9 марта. Слушал вечером (попал – повезло) 7-ю и 8-ю симфонии Бетховена. Какой оптимизм, какое веселье, какой задор! Третья часть седьмой с ее славянскими мелодиями…
Решение вести дневник получает свою мотивацию (как и все его действия первых московских лет) – в самом дневнике (см. запись от 19 апреля 1956 г.)
Главные его занятия (и главные траты – скудной стипендии и небольших родительских переводов) первых московских лет – Консерватория, МХАТ и букинистические магазины. В прямом смысле слова отказывая себе в еде ради книг и музыки, на третьем курсе Ч. заболел язвой двенадцатиперстной кишки в такой острой форме, что прямо из рентгеновского кабинета университетской поликлиники был увезен в больницу и на четвертом курсе вынужден был взять годичный академический отпуск. (Тогда же он поставил себе задачу – вернуть здоровье и спортивную форму. Через несколько лет, когда слово «моржи» еще не появилось, занялся зимним плаванием и на первых же соревнованиях на Москве – реке занял третье место – следом за профессиональными спортсменами – мастерами спорта.)
Каждый день после лекций Ч. непременно обходит пять магазинов в центре Москвы – собирает главным образом филологическую литературу 1900–1920-х годов (иногда прибавляя к ней – по средствам! – философию и поэзию Серебряного века, еще не имеющего такого названия), рано поняв (каким-то наитием), что рекомендуемое на филфаке советское литературоведение к науке имеет отдаленное отношение; к концу пятого курса он досконально освоил труды Тынянова, Шкловского и Эйхенбаума; похвастаться этим в те годы могли не более трех-четырех его сокурсников.
Характерная дневниковая запись 1958 года:
19 июня. <…> Сегодняшний поход по букинистам был удачен. Но на Кузнецком буквально из-под носа взяли Мандельштама!.. «Огорченья не снесла»…
(Позже вставлен инициал – «И.». Речь шла об изданной в 1902 году книге И. Мандельштама «О характере гоголевского стиля», впоследствии им приобретенной. Купить книги О. Мандельштама – в отличие от книг Гумилева – в букинистических в ту пору было невозможно – М. Ч.)
Главные его силы отданы филологии. Он занимается на кафедре русского языка; начинает печататься (Стиль и язык рассказа Чехова «Ионыч» // Русский язык в школе, 1959, № 1); пишет диплом о стиле Чехова под руководством академика В. В. Виноградова.
Уже в студенческие годы, Ч., не будучи диссидентом (хотя, естественно, диссиденты входили в семейный дружеский круг Чудаковых), столкнулся с давлением советской власти на свою научную жизнь. Студентом 5-го курса он был приглашен на I Международную конференцию по вопросам поэтики, проходившую в августе 1960 года в Варшаве, – она должна была стать настоящим научным событием: изучение поэтики в странах «социалистического лагеря» только возрождалось после ликвидации «формальной школы». Тогда Ч. впервые не выпустили за рубеж. С этого времени он стал невыездным (разумеется, как это было принято, без объяснения причин). В последние годы жизни в домашних разговорах Ч. вспоминал именно этот первый случай, глубоко его травмировавший: «Если бы я поехал на эту первую конференцию по поэтике, которой был так увлечен, – каким бы толчком могло это стать в моих научных занятиях!..»

———

ПИСЬМЕННОЕ ЗАДАНИЕ —
Ответьте на вопросы по тексту страницы.
(a) Какие симфонии Бетховена упомянуты в записи от 9 марта?
(b) Сколько магазинов Ч. обходит каждый день после лекций?
(c) Где и когда проходила I Международная конференция по вопросам поэтики?

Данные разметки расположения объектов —
———

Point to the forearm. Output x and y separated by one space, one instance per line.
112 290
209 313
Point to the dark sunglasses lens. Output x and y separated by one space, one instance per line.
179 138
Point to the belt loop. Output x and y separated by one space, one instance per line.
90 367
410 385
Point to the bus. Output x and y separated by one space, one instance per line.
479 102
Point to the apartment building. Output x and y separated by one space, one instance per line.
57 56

———

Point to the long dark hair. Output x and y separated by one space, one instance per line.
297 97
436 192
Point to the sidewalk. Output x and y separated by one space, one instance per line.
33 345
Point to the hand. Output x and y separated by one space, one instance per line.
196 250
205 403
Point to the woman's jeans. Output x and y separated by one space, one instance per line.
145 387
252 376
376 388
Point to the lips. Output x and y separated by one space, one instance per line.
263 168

———

РЕШЕНИЕ ЗАДАНИЯ —
(a) В записи упомянуты 7-я и 8-я симфонии Бетховена.
(b) Каждый день после лекций Ч. обходит пять магазинов в центре Москвы.
(c) Конференция проходила в Варшаве в августе 1960 года.